JavaScript telemetry tooling for open/inner source projects
IBM Telemetry collects anonymized usage data for open source and inner source packages when they have been instrumented with this JavaScript tooling. The data is reported back to a central server so package maintainers can analyze usage and make improvements.
IBM Telemetry uses OpenTelemetry as the foundation of its data transport format.
Find out more detailed documentation and guidelines by choosing from the following sections what best describes your use case:
- I use a package that is collecting data via IBM Telemetry
- I have a package that I want to onboard to IBM Telemetry
- I don't work for IBM. Can I still use this?
If you're reading this section, you're likely using a package and have noticed that it is collecting telemetry data using IBM Telemetry. We call that an "instrumented package". Here's what you need to know about how that works:
- Telemetry data collection runs on CI servers, like GitHub Actions, Travis CI, or Jenkins. It never runs locally on a developer's machine. However, collection will occur when running inside a container, like Docker, or Podman, as we consider these environments part of CI workflows.
- When
npm install
(or equivalent) is run on the CI server/container (resulting in the instrumented package getting installed), IBM Telemetry gets installed too and runs a script which analyzes your source code and captures data about your usage of the instrumented package. - This data is anonymized and reported back to a server at IBM. Details on what data is captured and how data is anonymized are described below.
- Though IBM Telemetry is installed as a regular dependency in the instrumented package, it has no exports and therefore does not impact your project's source code or build output in any way. Said differently: this is not a runtime package. It has no "shippable code". It is static source code analysis performed during builds.
The point of capturing this data is to help the open source and inner source maintainers within IBM by giving them meaningful insights and metrics based on actual data. IBM Telemetry's purpose is to enable data-driven decision-making to enable maintainers to focus on features that are actually used by developers like you.

» Provided records:
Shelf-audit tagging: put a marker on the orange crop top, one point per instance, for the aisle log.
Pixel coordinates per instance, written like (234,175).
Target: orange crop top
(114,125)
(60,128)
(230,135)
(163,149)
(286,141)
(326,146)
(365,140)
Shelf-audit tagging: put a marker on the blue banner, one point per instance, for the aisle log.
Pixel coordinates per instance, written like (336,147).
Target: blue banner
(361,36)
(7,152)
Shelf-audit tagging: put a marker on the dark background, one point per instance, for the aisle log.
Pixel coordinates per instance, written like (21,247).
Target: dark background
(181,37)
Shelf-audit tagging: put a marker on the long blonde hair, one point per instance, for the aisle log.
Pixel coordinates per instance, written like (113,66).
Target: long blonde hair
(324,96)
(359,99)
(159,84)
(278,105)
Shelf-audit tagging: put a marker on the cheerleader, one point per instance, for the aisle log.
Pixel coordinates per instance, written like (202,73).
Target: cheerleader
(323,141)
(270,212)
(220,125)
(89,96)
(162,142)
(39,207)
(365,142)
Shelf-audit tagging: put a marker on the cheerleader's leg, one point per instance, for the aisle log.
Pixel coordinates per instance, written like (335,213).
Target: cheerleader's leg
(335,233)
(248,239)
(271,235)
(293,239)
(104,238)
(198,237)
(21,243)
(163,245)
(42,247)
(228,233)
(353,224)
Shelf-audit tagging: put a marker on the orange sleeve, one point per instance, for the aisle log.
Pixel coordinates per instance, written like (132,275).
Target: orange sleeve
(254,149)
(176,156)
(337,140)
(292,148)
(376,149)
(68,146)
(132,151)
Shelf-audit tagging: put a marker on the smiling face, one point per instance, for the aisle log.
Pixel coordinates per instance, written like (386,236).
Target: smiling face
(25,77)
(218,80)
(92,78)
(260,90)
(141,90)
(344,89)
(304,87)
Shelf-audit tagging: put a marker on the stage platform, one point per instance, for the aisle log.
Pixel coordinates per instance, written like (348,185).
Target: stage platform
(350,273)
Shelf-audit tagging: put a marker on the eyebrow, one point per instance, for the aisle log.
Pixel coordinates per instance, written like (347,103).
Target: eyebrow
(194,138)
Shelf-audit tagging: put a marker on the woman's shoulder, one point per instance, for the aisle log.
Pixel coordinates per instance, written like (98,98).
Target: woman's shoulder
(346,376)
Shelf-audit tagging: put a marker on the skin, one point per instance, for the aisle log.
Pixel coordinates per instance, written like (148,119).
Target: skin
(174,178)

» Direction: According to the IBM Telemetry page, what does IBM Telemetry use as the foundation of its data transport format?

» Correct answer: OpenTelemetry.